**DESCRIPTION OF THE TASK:** Restate the entries below verbatim.

--

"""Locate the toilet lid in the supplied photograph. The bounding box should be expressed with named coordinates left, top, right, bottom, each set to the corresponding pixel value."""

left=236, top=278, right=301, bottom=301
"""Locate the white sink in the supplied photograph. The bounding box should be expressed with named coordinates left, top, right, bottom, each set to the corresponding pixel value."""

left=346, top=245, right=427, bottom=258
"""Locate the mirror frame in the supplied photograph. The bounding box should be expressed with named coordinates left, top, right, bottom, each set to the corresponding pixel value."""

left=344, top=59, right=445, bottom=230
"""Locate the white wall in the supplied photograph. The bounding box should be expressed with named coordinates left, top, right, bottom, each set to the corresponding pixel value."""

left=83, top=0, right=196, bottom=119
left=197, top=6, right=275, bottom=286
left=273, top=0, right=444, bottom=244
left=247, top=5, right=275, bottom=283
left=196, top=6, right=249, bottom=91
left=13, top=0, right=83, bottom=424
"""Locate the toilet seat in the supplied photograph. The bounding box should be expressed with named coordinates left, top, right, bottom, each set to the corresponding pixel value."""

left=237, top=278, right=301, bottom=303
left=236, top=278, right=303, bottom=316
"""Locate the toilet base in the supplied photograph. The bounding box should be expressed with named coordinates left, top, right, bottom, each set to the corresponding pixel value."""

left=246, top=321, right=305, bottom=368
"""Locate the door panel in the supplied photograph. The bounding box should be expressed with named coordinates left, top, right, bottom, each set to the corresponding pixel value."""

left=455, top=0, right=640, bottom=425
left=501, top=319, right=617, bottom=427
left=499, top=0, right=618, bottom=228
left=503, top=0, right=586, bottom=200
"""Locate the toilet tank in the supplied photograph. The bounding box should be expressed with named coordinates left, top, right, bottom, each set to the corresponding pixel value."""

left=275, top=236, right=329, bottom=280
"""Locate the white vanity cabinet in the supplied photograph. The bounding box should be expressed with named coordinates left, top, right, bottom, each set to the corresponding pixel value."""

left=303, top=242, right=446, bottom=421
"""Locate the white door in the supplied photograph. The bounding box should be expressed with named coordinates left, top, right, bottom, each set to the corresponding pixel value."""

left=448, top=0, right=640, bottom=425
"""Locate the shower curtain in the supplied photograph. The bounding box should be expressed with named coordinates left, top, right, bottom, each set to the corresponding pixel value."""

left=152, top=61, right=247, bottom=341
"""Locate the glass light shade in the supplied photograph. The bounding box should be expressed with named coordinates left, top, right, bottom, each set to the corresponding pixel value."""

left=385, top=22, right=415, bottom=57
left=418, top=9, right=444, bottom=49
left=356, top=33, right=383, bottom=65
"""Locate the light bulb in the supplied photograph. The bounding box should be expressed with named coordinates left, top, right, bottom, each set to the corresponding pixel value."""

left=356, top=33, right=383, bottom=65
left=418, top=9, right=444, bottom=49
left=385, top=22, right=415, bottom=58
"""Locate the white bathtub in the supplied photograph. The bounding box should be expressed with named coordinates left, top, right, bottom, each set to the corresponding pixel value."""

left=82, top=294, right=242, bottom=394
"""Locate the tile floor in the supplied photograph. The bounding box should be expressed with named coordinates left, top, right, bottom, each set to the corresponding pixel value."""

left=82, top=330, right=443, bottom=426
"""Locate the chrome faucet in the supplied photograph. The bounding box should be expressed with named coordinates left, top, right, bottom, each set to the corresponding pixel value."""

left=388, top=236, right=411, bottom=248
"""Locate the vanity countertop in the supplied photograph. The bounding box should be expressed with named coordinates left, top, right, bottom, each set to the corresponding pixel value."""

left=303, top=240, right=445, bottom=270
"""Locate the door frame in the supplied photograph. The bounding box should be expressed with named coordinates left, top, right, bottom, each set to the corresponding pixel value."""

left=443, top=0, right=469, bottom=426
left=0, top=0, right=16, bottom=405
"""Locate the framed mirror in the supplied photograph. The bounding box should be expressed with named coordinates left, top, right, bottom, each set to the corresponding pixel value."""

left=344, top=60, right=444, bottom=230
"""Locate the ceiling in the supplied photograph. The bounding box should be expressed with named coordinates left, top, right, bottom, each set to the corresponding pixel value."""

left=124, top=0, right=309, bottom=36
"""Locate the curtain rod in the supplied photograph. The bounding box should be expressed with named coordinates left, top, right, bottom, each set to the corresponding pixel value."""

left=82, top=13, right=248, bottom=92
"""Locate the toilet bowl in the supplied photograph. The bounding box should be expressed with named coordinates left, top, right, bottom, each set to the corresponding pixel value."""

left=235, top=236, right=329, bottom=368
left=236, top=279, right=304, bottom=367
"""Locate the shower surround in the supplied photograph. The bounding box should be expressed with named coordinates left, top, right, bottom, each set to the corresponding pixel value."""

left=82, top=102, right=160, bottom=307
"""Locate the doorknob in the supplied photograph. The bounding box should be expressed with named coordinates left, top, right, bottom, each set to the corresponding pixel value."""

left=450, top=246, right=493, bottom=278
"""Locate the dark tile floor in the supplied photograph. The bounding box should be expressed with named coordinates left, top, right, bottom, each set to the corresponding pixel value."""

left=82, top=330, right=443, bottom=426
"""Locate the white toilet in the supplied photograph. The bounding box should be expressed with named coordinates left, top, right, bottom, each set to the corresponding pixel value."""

--

**SOLUTION TO THIS PROBLEM:**
"""Locate the toilet lid in the supplied photograph. The bounding box should be expressed with named coordinates left, top, right, bottom, each set to the corresponding pixel value."""

left=236, top=278, right=301, bottom=301
"""Locate the white sink in the supplied photograph. The bounding box should be expressed with named coordinates left, top, right, bottom, each set to the corresponding pixel value."""

left=346, top=245, right=427, bottom=258
"""Locate the mirror frame in the supplied photograph. The bounding box should be expressed with named coordinates left, top, right, bottom, each set to the corresponding pixel value."""

left=344, top=59, right=445, bottom=230
"""Locate the white wall in the supplied photograph. The bounding box should be expressed with named coordinates left, top, right, bottom, each set to the corresponding pixel value."""

left=83, top=0, right=196, bottom=119
left=197, top=6, right=275, bottom=286
left=273, top=0, right=444, bottom=244
left=247, top=5, right=275, bottom=283
left=196, top=6, right=249, bottom=91
left=13, top=0, right=83, bottom=424
"""Locate the toilet seat in the supplied photograph. The bounding box should be expressed with named coordinates left, top, right, bottom, each set to the corresponding pixel value."""

left=237, top=278, right=301, bottom=303
left=236, top=278, right=303, bottom=316
"""Locate the toilet base in the supplied photograph. The bounding box should be expressed with named coordinates left, top, right, bottom, each set to the corresponding pixel value."""

left=246, top=321, right=305, bottom=368
"""Locate the door panel in the supplied photograph. The bounding box should be expressed with named coordinates left, top, right, bottom, each set to the corresponding pixel value."""

left=455, top=0, right=640, bottom=425
left=501, top=319, right=617, bottom=427
left=499, top=0, right=618, bottom=228
left=503, top=0, right=586, bottom=200
"""Locate the toilet tank in the supplied photograph. The bounding box should be expressed with named coordinates left, top, right, bottom, each set to the corresponding pixel value."""

left=275, top=236, right=329, bottom=280
"""Locate the white vanity cabinet in the supplied photograph. The bounding box should be expressed with named coordinates left, top, right, bottom, each set to the corresponding pixel value."""

left=303, top=242, right=446, bottom=421
"""Locate the white door in the supplied photograph. The bounding box should be expressed with named coordinates left, top, right, bottom, each set to the corresponding pixel value."""

left=448, top=0, right=640, bottom=425
"""Locate the shower curtain in the supplied photograph. The bounding box should be expressed with named coordinates left, top, right, bottom, each set to the corresponding pixel value."""

left=152, top=61, right=247, bottom=341
"""Locate the glass light shade in the supplied photograph. The bounding box should be expressed with named coordinates left, top, right, bottom, each set to the corresponding pixel value."""

left=385, top=22, right=415, bottom=57
left=418, top=9, right=444, bottom=49
left=356, top=33, right=383, bottom=65
"""Locate the light bulb in the supplied photograph. The bounding box should be expressed with named coordinates left, top, right, bottom, each set to the corresponding pixel value."""

left=356, top=33, right=383, bottom=65
left=418, top=9, right=444, bottom=49
left=385, top=22, right=415, bottom=58
"""Locate the white bathtub in the supplied photograph. The bounding box should be expressed with named coordinates left, top, right, bottom, each set to the corresponding pixel value."""

left=82, top=294, right=242, bottom=394
"""Locate the tile floor in the supplied photograph. The bounding box should be expressed with named coordinates left, top, right, bottom, each set to the corresponding pixel value."""

left=82, top=330, right=443, bottom=426
"""Locate the chrome faucet in the supplied photograph. The bounding box should be expressed with named coordinates left, top, right, bottom, each set to the corresponding pixel value."""

left=388, top=236, right=411, bottom=248
"""Locate the vanity countertop in the supplied photograph. The bounding box should be expressed with named coordinates left, top, right, bottom, each set to the corresponding pixel value."""

left=303, top=240, right=445, bottom=270
"""Locate the door frame in the supplied photograph. The bounding box should be expressed with named coordinates left, top, right, bottom, each set to the corresponding pixel value."""

left=443, top=0, right=469, bottom=426
left=0, top=0, right=16, bottom=405
"""Locate the framed mirror in the supplied photograph. The bounding box should be expressed with named coordinates left, top, right, bottom, each set to the corresponding pixel value."""

left=344, top=60, right=444, bottom=230
"""Locate the ceiling in the supplied photograph. The bounding box should be expressed with named coordinates left, top, right, bottom, each set to the corresponding pixel value."""

left=124, top=0, right=309, bottom=36
"""Locate the curtain rod in the supplied photograph. The bounding box should be expressed with named coordinates left, top, right, bottom, each set to the corresponding pixel value."""

left=82, top=13, right=248, bottom=92
"""Locate the toilet bowl in the supplied photograph. The bounding box should be expressed with named coordinates left, top, right, bottom, each set to the corresponding pixel value."""

left=235, top=236, right=329, bottom=368
left=236, top=279, right=304, bottom=367
"""Locate the shower surround in the supplied photograph. The bounding box should be expressed with named coordinates left, top, right, bottom, each set to the corresponding pixel value."""

left=82, top=102, right=160, bottom=307
"""Locate the doorknob in the supplied photograph. The bounding box should be expressed with named coordinates left, top, right, bottom, each set to the corresponding pixel value."""

left=450, top=246, right=493, bottom=278
"""Locate the dark tile floor in the supplied photograph. The bounding box should be expressed with named coordinates left, top, right, bottom, each set to the corresponding pixel value."""

left=82, top=330, right=443, bottom=426
"""Locate the white toilet in the supplied photograph. The bounding box should be expressed with named coordinates left, top, right, bottom, each set to the corresponding pixel value."""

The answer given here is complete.